Stored data entries

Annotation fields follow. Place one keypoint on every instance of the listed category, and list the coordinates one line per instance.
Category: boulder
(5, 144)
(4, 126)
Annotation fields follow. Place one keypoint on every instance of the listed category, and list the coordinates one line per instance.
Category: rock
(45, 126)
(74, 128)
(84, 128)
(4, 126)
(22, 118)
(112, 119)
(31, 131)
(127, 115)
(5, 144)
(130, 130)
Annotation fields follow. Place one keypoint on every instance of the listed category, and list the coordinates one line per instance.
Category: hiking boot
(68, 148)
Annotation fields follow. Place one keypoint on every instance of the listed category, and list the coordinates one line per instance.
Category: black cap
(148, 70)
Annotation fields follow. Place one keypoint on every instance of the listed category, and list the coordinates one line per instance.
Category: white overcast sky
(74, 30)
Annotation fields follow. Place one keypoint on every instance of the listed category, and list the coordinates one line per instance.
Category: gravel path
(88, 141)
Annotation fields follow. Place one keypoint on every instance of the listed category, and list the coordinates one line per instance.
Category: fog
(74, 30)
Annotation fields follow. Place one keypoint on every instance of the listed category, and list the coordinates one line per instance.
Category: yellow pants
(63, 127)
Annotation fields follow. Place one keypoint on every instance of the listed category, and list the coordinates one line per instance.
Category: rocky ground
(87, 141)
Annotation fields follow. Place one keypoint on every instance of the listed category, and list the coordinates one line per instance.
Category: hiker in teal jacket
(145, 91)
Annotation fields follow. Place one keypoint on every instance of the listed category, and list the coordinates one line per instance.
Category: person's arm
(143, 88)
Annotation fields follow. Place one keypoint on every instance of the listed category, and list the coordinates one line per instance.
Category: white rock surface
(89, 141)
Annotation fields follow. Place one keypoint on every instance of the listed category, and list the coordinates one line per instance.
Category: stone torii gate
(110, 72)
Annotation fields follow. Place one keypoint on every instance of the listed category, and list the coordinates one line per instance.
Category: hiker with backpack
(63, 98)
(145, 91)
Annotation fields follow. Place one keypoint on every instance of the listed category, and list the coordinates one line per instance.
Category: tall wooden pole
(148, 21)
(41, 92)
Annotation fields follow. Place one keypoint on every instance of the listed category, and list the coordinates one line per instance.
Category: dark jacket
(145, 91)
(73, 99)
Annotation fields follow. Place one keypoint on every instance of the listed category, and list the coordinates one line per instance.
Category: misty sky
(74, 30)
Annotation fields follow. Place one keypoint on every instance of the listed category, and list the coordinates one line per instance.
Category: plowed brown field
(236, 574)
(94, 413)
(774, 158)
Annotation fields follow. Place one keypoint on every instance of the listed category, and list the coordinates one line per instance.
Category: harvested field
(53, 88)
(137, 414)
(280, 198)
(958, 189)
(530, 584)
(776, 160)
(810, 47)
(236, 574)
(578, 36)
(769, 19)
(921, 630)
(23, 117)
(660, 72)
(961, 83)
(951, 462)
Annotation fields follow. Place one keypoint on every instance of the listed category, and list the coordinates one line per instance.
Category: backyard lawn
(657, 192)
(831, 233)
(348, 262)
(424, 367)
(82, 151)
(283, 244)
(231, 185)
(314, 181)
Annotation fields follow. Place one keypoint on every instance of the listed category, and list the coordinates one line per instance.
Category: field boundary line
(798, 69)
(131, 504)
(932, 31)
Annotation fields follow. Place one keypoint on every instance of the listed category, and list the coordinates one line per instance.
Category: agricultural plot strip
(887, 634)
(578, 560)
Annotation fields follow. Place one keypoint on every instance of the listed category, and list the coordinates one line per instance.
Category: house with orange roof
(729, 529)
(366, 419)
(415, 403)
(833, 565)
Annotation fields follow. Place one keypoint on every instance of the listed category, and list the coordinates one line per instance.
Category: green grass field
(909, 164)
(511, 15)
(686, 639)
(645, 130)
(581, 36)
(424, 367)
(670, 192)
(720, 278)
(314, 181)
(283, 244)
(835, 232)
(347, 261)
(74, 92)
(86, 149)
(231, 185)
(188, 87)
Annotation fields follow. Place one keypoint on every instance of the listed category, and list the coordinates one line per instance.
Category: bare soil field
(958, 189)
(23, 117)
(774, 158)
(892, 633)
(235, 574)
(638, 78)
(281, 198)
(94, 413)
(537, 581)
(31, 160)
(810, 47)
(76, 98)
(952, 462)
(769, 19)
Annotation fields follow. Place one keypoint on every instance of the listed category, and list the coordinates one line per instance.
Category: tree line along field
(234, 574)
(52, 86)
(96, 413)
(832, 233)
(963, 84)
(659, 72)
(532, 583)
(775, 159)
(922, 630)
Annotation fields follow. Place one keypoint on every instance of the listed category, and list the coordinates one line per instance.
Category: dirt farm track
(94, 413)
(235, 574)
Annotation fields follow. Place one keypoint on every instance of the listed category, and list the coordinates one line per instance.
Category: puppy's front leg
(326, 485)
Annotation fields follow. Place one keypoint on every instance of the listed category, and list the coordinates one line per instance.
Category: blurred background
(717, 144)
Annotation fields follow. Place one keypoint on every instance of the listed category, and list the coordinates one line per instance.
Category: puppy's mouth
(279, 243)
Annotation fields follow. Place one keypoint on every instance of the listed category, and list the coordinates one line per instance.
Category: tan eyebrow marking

● EXERCISE AIM
Type the records again in full, matching them exactly.

● ANSWER BOX
Annotation fields follow. Place one keypoint on every instance of the listed category, and list the coordinates one line per instance.
Category: boulder
(5, 144)
(4, 126)
Annotation fields follow. Place one keypoint on every instance of the listed category, and list the coordinates one line per instance.
Category: rock
(45, 126)
(74, 128)
(84, 128)
(4, 126)
(22, 118)
(112, 119)
(31, 131)
(127, 115)
(5, 144)
(130, 130)
Annotation fields follow. Place one keypoint on every instance of the listed category, and list the coordinates one line per instance.
Category: hiking boot
(68, 148)
Annotation fields follow. Place one keypoint on every instance of the listed category, and list the coordinates one line per instance.
Category: black cap
(148, 70)
Annotation fields follow. Place one keypoint on every instance of the listed category, and list the coordinates one line per instance.
Category: white overcast sky
(74, 30)
Annotation fields follow. Place one keypoint on every instance of the listed category, and list the coordinates one line per instance.
Category: gravel path
(88, 141)
Annotation fields follow. Place one keypoint on every instance of the listed category, and list the coordinates one line per instance.
Category: fog
(74, 30)
Annotation fields follow. Place one keypoint on every instance of the listed category, and list the coordinates one line per instance.
Category: yellow pants
(63, 127)
Annotation fields follow. Place one keypoint on every instance of the listed category, and list the coordinates one line per instance.
Category: rocky ground
(87, 141)
Annotation fields follow. Place one keypoint on every instance of the listed category, and list the coordinates one line per instance.
Category: hiker in teal jacket
(145, 91)
Annotation fields follow. Place one keypoint on every instance of the listed category, and list the coordinates one line per instance.
Category: person's arm
(143, 88)
Annotation fields follow. Place one keypoint on every instance of the listed category, and list the coordinates one line per instance.
Category: white rock surface
(89, 141)
Annotation fields follow. Place one keypoint on every instance of the listed category, and list the coordinates one line per instance.
Category: stone torii gate
(110, 72)
Annotation fields follow. Place one keypoint on every instance of the listed category, and list the coordinates one line per instance.
Category: hiker with backpack
(63, 98)
(145, 91)
Annotation fields follow. Place one keypoint on every instance of the listed category, and list the coordinates one line per instance.
Category: tall wooden pole
(148, 21)
(41, 92)
Annotation fields follow. Place one keypoint on every instance of the listed category, and list the coordinates one line per instance.
Category: dark jacket
(145, 91)
(73, 99)
Annotation fields follow. Place one keypoint on every instance of the listed category, and list the coordinates one line per instance.
Category: misty sky
(74, 30)
Annotation fields follow. Place one keypoint on every instance of the listed category, and list the coordinates one line per instance.
Category: plowed brown field
(236, 574)
(94, 413)
(774, 158)
Annotation fields follow. Place one keypoint on every instance of the listed category, and list the coordinates one line per instance.
Category: harvested field
(53, 88)
(137, 414)
(280, 198)
(958, 189)
(530, 584)
(776, 160)
(810, 47)
(236, 574)
(578, 36)
(769, 19)
(921, 630)
(23, 117)
(660, 72)
(961, 83)
(951, 462)
Annotation fields follow. Place one keypoint on every instance of the listed category, and list the coordinates one line per instance.
Category: backyard lawn
(657, 192)
(831, 233)
(348, 262)
(424, 367)
(82, 151)
(283, 244)
(231, 185)
(314, 181)
Annotation fields follow. Place one keypoint on every instance of the listed category, and list the coordinates one line per instance.
Category: field boundary line
(798, 69)
(131, 504)
(932, 31)
Annotation fields follow. Place one keypoint on every instance of the listed category, and list the coordinates one line per instance.
Category: agricultural plot strip
(887, 634)
(578, 560)
Annotation fields follow. Place one keypoint on every instance of the listed category, and list the coordinates one line per instance.
Category: house with orange roof
(729, 529)
(366, 419)
(415, 403)
(833, 565)
Annotation fields follow. Place one keypoint on every instance of the listed category, and list the coordinates one line per instance.
Category: green grass field
(909, 164)
(511, 15)
(686, 639)
(645, 130)
(581, 36)
(424, 367)
(670, 192)
(720, 278)
(314, 181)
(283, 244)
(835, 232)
(347, 261)
(74, 92)
(86, 149)
(231, 185)
(188, 87)
Annotation fields follow. Place one keypoint on every instance of the listed category, and list the coordinates one line per instance.
Category: bare soil field
(958, 189)
(23, 117)
(774, 158)
(892, 633)
(235, 574)
(638, 78)
(281, 198)
(94, 413)
(537, 581)
(31, 160)
(810, 47)
(76, 98)
(952, 462)
(769, 19)
Annotation fields follow. Place one keypoint on every instance of the listed category, and list the coordinates one line per instance.
Category: tree line along field
(234, 574)
(52, 86)
(96, 413)
(832, 233)
(963, 84)
(659, 72)
(532, 583)
(775, 159)
(922, 630)
Annotation fields follow. Place one keypoint on every instance of the listed category, and list the coordinates one line per instance.
Category: dirt farm track
(94, 413)
(235, 574)
Annotation fields follow. Place one keypoint on every instance of the listed category, and list the coordinates one line per instance.
Category: puppy's front leg
(326, 485)
Annotation fields follow. Place one keypoint on every instance of the listed category, and list the coordinates one line per instance.
Category: blurred background
(717, 144)
Annotation fields follow. Place one keypoint on every instance of the listed category, and list the coordinates one line per instance.
Category: puppy's mouth
(279, 243)
Annotation fields follow. Place one keypoint on every instance of the listed category, and list the coordinates one line per instance.
Category: tan eyebrow marking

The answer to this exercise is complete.